## DATA FOR THIS EXERCISE
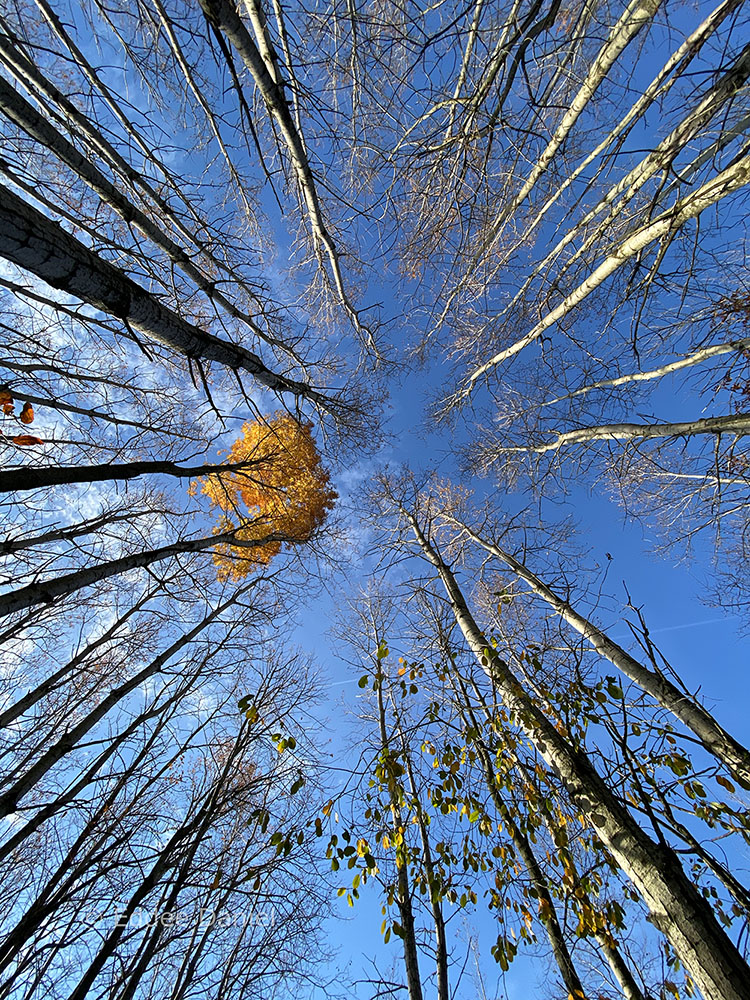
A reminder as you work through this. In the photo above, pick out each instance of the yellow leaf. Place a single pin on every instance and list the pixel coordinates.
(283, 489)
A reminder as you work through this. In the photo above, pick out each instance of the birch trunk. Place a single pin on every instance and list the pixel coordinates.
(715, 739)
(224, 15)
(676, 907)
(552, 926)
(734, 423)
(403, 897)
(732, 179)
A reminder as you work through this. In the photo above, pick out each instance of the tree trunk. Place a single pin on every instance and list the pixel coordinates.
(676, 907)
(715, 739)
(33, 478)
(61, 586)
(32, 241)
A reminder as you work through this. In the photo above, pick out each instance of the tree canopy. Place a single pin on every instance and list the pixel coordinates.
(474, 277)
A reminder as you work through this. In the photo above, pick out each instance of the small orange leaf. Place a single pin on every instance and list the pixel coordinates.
(26, 440)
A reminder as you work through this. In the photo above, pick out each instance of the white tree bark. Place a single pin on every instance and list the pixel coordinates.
(676, 907)
(732, 179)
(715, 739)
(734, 423)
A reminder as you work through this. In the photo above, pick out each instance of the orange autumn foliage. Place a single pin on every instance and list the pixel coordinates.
(285, 489)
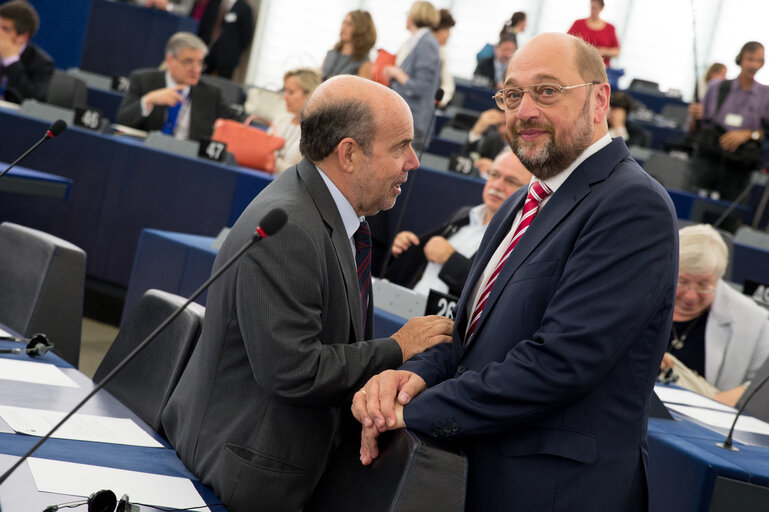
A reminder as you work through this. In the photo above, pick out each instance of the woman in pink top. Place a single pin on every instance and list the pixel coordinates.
(599, 33)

## DIRECTIONS
Leave the pictures out. Extract exactly the lines running from the one with "of the white" through the last entry, both ends included.

## WRITTEN ANSWER
A reminder as you work through this. In the photo above, pick out each instance of the white tree bark. Place a single pin on every instance and list the pixel coordinates.
(676, 907)
(732, 179)
(715, 739)
(734, 423)
A reminder as you work through this. In the photo above, pick out each instance of the orange autumn foliage. Place a single pin on every instance and list the pixel coordinates.
(285, 489)
A reminder as you work through this. In the photo above, pick out each instance of the woman in pink top. Place a single pin on every instance and list the pixel coordinates.
(599, 33)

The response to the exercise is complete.